Task directions: Copy out the data below as written; omit any images.

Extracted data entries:
━━━━━━

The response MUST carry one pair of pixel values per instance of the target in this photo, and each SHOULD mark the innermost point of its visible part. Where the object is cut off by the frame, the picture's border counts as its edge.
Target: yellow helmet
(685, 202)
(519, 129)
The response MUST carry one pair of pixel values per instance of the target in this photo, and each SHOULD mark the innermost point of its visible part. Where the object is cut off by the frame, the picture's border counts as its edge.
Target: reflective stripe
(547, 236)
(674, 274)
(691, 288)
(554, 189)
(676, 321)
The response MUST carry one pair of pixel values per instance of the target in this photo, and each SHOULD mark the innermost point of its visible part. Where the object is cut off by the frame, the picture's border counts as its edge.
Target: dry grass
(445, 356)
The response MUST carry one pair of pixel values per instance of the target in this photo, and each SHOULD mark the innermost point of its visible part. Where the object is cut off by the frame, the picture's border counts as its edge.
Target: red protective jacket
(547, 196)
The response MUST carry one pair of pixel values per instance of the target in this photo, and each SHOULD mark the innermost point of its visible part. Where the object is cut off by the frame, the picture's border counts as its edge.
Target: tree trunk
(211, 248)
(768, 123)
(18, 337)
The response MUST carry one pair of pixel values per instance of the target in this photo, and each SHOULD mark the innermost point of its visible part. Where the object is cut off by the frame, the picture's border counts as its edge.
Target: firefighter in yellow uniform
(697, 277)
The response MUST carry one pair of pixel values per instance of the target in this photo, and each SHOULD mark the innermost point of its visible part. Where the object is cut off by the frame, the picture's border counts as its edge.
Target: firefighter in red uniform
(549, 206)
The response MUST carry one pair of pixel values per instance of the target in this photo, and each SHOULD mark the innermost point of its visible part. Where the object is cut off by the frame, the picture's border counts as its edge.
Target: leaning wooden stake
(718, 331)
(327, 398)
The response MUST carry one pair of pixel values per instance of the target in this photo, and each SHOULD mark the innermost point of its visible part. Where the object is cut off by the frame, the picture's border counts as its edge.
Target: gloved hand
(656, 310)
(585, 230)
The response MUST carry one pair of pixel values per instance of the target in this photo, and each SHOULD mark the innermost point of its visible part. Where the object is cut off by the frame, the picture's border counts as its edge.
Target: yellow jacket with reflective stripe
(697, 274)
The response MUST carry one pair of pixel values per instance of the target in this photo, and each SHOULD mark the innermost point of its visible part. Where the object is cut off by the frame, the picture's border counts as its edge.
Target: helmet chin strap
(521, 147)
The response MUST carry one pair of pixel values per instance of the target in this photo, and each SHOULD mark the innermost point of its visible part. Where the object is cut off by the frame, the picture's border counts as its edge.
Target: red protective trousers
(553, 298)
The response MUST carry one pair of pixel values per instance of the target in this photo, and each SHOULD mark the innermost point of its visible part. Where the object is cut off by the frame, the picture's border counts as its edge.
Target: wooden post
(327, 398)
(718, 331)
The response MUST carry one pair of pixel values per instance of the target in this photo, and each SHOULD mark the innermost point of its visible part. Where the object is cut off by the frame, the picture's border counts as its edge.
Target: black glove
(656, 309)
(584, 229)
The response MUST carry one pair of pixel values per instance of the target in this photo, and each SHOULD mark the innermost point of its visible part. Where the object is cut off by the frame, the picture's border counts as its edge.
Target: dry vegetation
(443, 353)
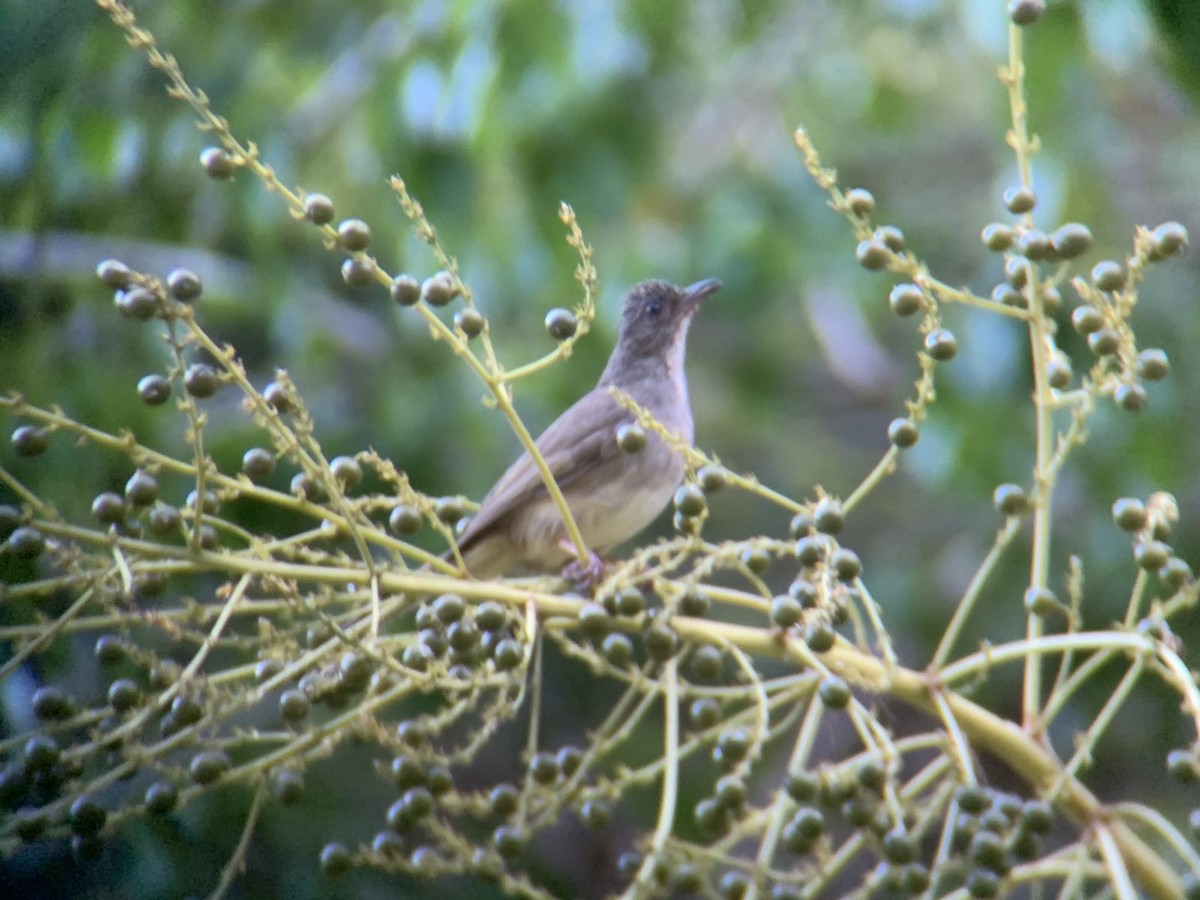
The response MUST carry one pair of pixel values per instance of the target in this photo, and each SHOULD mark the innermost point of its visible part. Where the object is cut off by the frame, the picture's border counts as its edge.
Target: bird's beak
(694, 293)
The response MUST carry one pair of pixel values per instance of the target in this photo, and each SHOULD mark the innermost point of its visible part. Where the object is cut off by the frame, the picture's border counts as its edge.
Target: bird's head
(654, 319)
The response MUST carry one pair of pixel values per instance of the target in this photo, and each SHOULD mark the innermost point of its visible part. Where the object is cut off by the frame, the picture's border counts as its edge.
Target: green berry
(631, 438)
(861, 202)
(160, 798)
(469, 321)
(1108, 275)
(828, 516)
(1020, 201)
(142, 489)
(1131, 397)
(25, 543)
(1011, 501)
(1170, 238)
(359, 271)
(1086, 319)
(834, 693)
(941, 345)
(1104, 342)
(30, 441)
(201, 379)
(906, 299)
(87, 816)
(318, 209)
(354, 234)
(405, 291)
(845, 564)
(1036, 245)
(137, 304)
(335, 859)
(1153, 365)
(1026, 12)
(997, 237)
(785, 611)
(903, 432)
(154, 390)
(347, 471)
(217, 163)
(1071, 240)
(561, 324)
(114, 274)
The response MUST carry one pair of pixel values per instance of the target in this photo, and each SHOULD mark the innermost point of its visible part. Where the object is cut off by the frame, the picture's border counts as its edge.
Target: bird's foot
(585, 576)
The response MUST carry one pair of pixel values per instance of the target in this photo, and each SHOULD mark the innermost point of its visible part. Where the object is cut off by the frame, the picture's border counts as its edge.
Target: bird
(612, 495)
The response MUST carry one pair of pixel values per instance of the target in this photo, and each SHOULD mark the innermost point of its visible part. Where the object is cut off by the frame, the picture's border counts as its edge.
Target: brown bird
(612, 495)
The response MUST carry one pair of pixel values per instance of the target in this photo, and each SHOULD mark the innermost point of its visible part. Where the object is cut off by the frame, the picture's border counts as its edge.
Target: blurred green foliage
(667, 126)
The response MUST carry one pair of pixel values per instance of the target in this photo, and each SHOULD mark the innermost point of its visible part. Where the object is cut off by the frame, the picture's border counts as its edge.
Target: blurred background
(669, 129)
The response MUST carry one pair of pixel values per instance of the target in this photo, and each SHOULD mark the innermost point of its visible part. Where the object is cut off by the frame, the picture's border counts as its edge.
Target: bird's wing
(575, 444)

━━━━━━

Result of this task:
The response MUST carry one pair of pixel values per instance of the target in this photo, and each SHOULD mark the innermost point of its visible part. Where the object is cut off by the frame, the picture's border counts as its edge.
Target: yellow helmet
(685, 202)
(519, 129)
The response MUST carry one pair of pixel values per instance of the target in this photo, and each SHOULD mark the innermost point of its visible part. Where the object is cut off by the frame, the picture's border counts as its edge.
Target: reflective stripe
(547, 236)
(674, 274)
(691, 288)
(554, 189)
(676, 321)
The response MUST carry one pair of pixel values per instance of the target in this photo, and each SHOULD mark the innermost point of its visible part. Where the object is cut off by the frame, the picture's border counts as its edge.
Target: dry grass
(445, 356)
The response MUST carry one pair of pixel values per instance of the target in this photo, and each SHOULD mark the innermost point of its visible part. Where the object is cut off by the frame, the picture's border counts as its edge.
Target: red protective jacket
(547, 196)
The response MUST carry one pair of pixel values per instance of the target in this photo, and each SHOULD mark the innermost point of its visible part. Where the object is cut off by the frame, the picture's border counts as its edge.
Target: tree trunk
(211, 248)
(768, 123)
(18, 337)
The response MUST carry one pair of pixel values per instance of the target in this photo, and each SHOULD mark the innermost point of its visible part. Where the object is cut off by the frame, the picture's border counts as its edge.
Target: firefighter in yellow uniform
(697, 277)
The response MUST carry one pair of pixel values per instance of the target in this photo, and each SHOULD mark the innermost point of its visible part. Where the object is cut off by the frame, the picture's border counts as its edge.
Target: firefighter in red uniform
(549, 206)
The response MUST carry one pair of pixel values per instance of the target in this photo, and each SHOULD mark the innermost point of its visible part. Where the object is cut off by the frame, the picture's border counts as its edge.
Target: leaning wooden stake
(718, 331)
(327, 398)
The response MUST carry one pair of pixel values per instance of the target in this photo, and each SHOULD mark the innermost point of its visible part. Where the object is cut off by the frame, the picture's border counts as its edge.
Target: gloved hand
(656, 310)
(585, 230)
The response MUST carry one pair of pixel values per instance of the target in this photo, and each SHOULD mark the innermost point of its visible part. Where the object is cut off by the frame, the picture's border counts as its edge.
Target: yellow jacket with reflective stripe
(697, 274)
The response MUST carry one pair of pixel values per instance of the target in this photo, and each SHOULD mark the innermost point of its visible part. Where the object is cut off by the frame, the picture's border counts as its edge.
Target: helmet chin strap
(521, 147)
The response MUST carry one pair of pixel values per instance of the target in this photo, and each SHOULD mark the innermost point of its visible part. Where the object is cut off by the frame, the picture's border counts as its edge.
Target: red protective trousers
(553, 298)
The response MUST carry one pair of pixel values per instance of the target in this photo, and each SHOULD mark the innermost point of its visible part. Where the object is cut off by the frame, the picture's border counts as its edge.
Target: wooden post
(327, 398)
(718, 331)
The response MUST carry one pair of pixel values per instance of the target in this photo, and each SHOULD mark the innermost point of its visible part. Where the object is cut off by the frame, the picture's border counts as its edge.
Target: black glove
(656, 309)
(584, 229)
The response MUST carry one pair of pixel values per instance of the target in this photo, and each SHOULD mark the innermost point of its visible part. Where the object is cut off by the frame, the picture's border counts as its edge.
Target: dry vegetation
(443, 353)
The response MUST carry one pair of pixel values per instance of the target in this photo, and each SHOULD mark the innermost point of its visible part. Where the object is cut off by the frame, the picture's border counts as its edge.
Target: bird's beak
(694, 293)
The response MUST carry one pair of pixel values per instance of the target in this photo, and each SHOULD mark the innermost point of its visible part. Where the object is cut off by the frame, the picture's border counts as its edge.
Target: bird's head
(654, 319)
The response MUST carry one pair of pixel values per instance of the target in this photo, and each SHOULD mark the innermost point of its visible part. Where the object is cut off by the frame, the picture's border counts as its edge.
Target: green berry
(631, 438)
(861, 202)
(160, 798)
(469, 321)
(1108, 275)
(828, 516)
(1020, 201)
(142, 489)
(1131, 397)
(25, 543)
(1011, 501)
(1170, 238)
(359, 271)
(1086, 319)
(834, 693)
(941, 345)
(1104, 342)
(30, 441)
(201, 379)
(906, 299)
(87, 816)
(318, 209)
(354, 234)
(405, 291)
(845, 564)
(1036, 245)
(137, 304)
(335, 859)
(1153, 365)
(1026, 12)
(997, 237)
(785, 611)
(903, 432)
(154, 390)
(347, 471)
(217, 163)
(1071, 240)
(561, 324)
(114, 274)
The response MUST carry one pair of pixel values per instance of the target in this photo, and each SHOULD mark the innermost point of its visible part. Where the object is cut off by the frame, the picture's border counts as its edge.
Target: bird's foot
(585, 576)
The response MUST carry one pair of pixel values per instance of the target in this photo, and each SHOULD mark the innermost point of its visible part. Where the object is cut off by the frame, the picture's border counts as its edge.
Target: bird
(612, 495)
The response MUST carry one pair of pixel values per instance of the target in this photo, and each SHOULD mark the innermost point of its visible part. Where the object is cut off by the frame, the picture's border counts as its edge.
Target: brown bird
(612, 495)
The response MUST carry one pair of pixel values per instance of the target in this photo, and each SHOULD mark the innermost point of its visible part. Where the object is cut off by the frame, the picture's border counts as its edge.
Target: blurred green foliage
(667, 126)
The response MUST carry one pair of pixel values per instance of the target in this photo, and each SHOULD mark the innermost point of its visible part. Where the object is cut off by the frame, the picture's border counts as its edge.
Target: blurred background
(669, 129)
The response MUST carry one pair of pixel values per instance of the target in this photo, and each SHOULD mark the innermost point of its visible part. Where the object is cut off by the frame, the picture's border counts as its edge.
Target: bird's wing
(575, 444)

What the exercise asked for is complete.